● **GOAL**
Please write out every line of the items below as a numbered list, leaving out any blank lines and the pictures.

***** RECORD SET

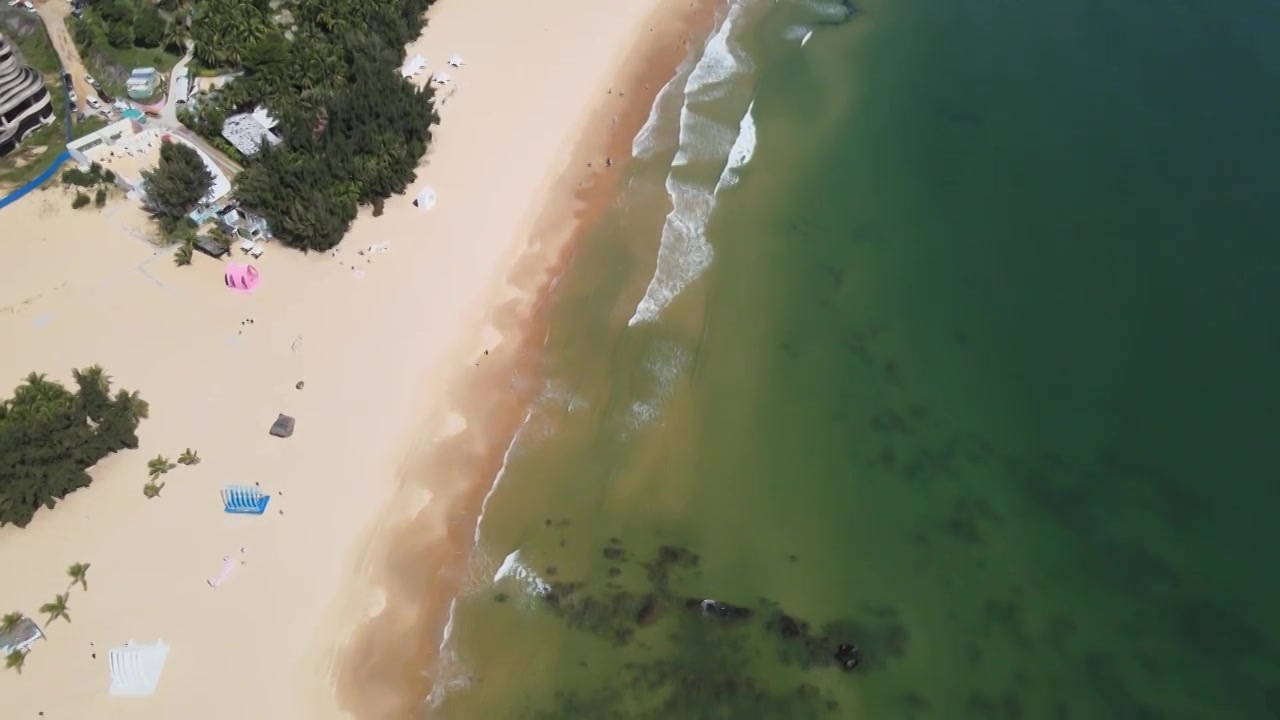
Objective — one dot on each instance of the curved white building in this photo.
(24, 103)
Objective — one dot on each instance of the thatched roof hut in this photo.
(21, 637)
(283, 427)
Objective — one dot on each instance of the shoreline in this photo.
(393, 443)
(403, 642)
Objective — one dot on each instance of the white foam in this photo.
(513, 568)
(741, 153)
(497, 479)
(828, 12)
(795, 32)
(664, 361)
(684, 253)
(647, 141)
(720, 63)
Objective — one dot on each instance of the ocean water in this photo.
(942, 329)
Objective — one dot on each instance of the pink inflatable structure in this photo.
(241, 278)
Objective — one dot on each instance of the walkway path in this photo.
(54, 14)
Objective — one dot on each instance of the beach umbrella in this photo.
(425, 199)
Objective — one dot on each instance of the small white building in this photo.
(85, 150)
(248, 132)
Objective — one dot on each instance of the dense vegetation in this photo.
(133, 23)
(50, 436)
(115, 36)
(353, 128)
(178, 182)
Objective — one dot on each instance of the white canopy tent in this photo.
(425, 199)
(414, 65)
(136, 668)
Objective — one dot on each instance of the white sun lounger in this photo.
(136, 668)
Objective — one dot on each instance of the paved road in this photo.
(54, 14)
(170, 106)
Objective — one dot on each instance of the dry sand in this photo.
(388, 343)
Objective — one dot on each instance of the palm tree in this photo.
(77, 573)
(10, 621)
(174, 36)
(159, 465)
(183, 255)
(56, 609)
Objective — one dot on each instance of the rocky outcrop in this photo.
(24, 101)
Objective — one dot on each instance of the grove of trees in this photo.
(132, 23)
(178, 182)
(353, 128)
(50, 436)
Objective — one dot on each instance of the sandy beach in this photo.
(414, 343)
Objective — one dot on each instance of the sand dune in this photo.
(379, 340)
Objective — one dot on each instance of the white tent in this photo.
(425, 199)
(136, 668)
(412, 65)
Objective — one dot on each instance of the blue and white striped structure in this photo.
(245, 500)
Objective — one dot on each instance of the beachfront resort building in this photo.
(132, 145)
(24, 101)
(142, 83)
(248, 132)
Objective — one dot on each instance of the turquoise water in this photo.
(968, 361)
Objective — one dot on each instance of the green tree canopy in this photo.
(50, 436)
(353, 128)
(178, 183)
(58, 607)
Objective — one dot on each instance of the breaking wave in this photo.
(684, 253)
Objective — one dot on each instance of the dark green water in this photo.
(982, 378)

**********

● **FINAL RESULT**
1. Objective — one dot on each instance of the curved white building in this photo.
2. (24, 103)
3. Objective — one dot on each instance of the thatched roof hut in this photo.
4. (21, 637)
5. (283, 427)
6. Objective — one dot on each instance of the shoreline in this photo.
7. (393, 443)
8. (403, 642)
9. Objective — one dot on each instance of the white foam in this photo.
10. (513, 568)
11. (741, 153)
12. (497, 479)
13. (828, 12)
14. (795, 32)
15. (664, 361)
16. (684, 253)
17. (647, 141)
18. (720, 63)
19. Objective — one dot on each instance of the ocean water in this photo.
20. (942, 329)
21. Objective — one dot on each instance of the pink inflatable structure in this photo.
22. (241, 278)
23. Objective — one dot on each instance of the walkway path in this photo.
24. (54, 14)
25. Objective — one dot on each instance of the beach umbrella in this photo.
26. (425, 199)
27. Objective — one dot on each instance of the small white building in this photo.
28. (85, 150)
29. (248, 132)
30. Objective — one dot on each instance of the dense vegetation in this photo.
31. (133, 23)
32. (50, 436)
33. (115, 36)
34. (353, 128)
35. (178, 182)
36. Objective — one dot on each instance of the white canopy tent in this photo.
37. (425, 199)
38. (414, 65)
39. (136, 668)
40. Objective — one dot on each instance of the white sun lounger in this photo.
41. (136, 668)
42. Objective — one dot on each instance of the paved road in this photo.
43. (54, 14)
44. (170, 106)
45. Objective — one dot on each instance of the dry sand in this photo.
46. (388, 343)
47. Objective — one dot on each instance of the palm tree in this photo.
48. (77, 573)
49. (10, 621)
50. (174, 36)
51. (159, 465)
52. (183, 255)
53. (56, 609)
54. Objective — one dot on each instance of the rocky outcrop in this photo.
55. (24, 101)
56. Objective — one dot on each instance of the grove of trees in this photo.
57. (132, 23)
58. (178, 182)
59. (353, 128)
60. (50, 436)
61. Objective — one dot on each instance of the sandy beach in this photo.
62. (414, 343)
63. Objective — one dot on each instance of the sand dune in this photo.
64. (379, 340)
65. Objective — one dot on each instance of the white tent in this photo.
66. (425, 199)
67. (136, 668)
68. (412, 65)
69. Objective — one dot on each instance of the blue and white striped structure in this photo.
70. (245, 500)
71. Objective — one dot on each instance of the beachfront resort building in this photo.
72. (132, 145)
73. (24, 101)
74. (142, 83)
75. (248, 132)
76. Objective — one dot on each instance of the turquoise water in this photo.
77. (968, 361)
78. Objective — one dot on each instance of the green tree canopy in this photo.
79. (50, 436)
80. (353, 128)
81. (178, 183)
82. (58, 607)
83. Objective — one dot on each instance of the breaking wave in this photo.
84. (684, 253)
85. Objective — one dot on each instance of the dark green water in this photo.
86. (982, 378)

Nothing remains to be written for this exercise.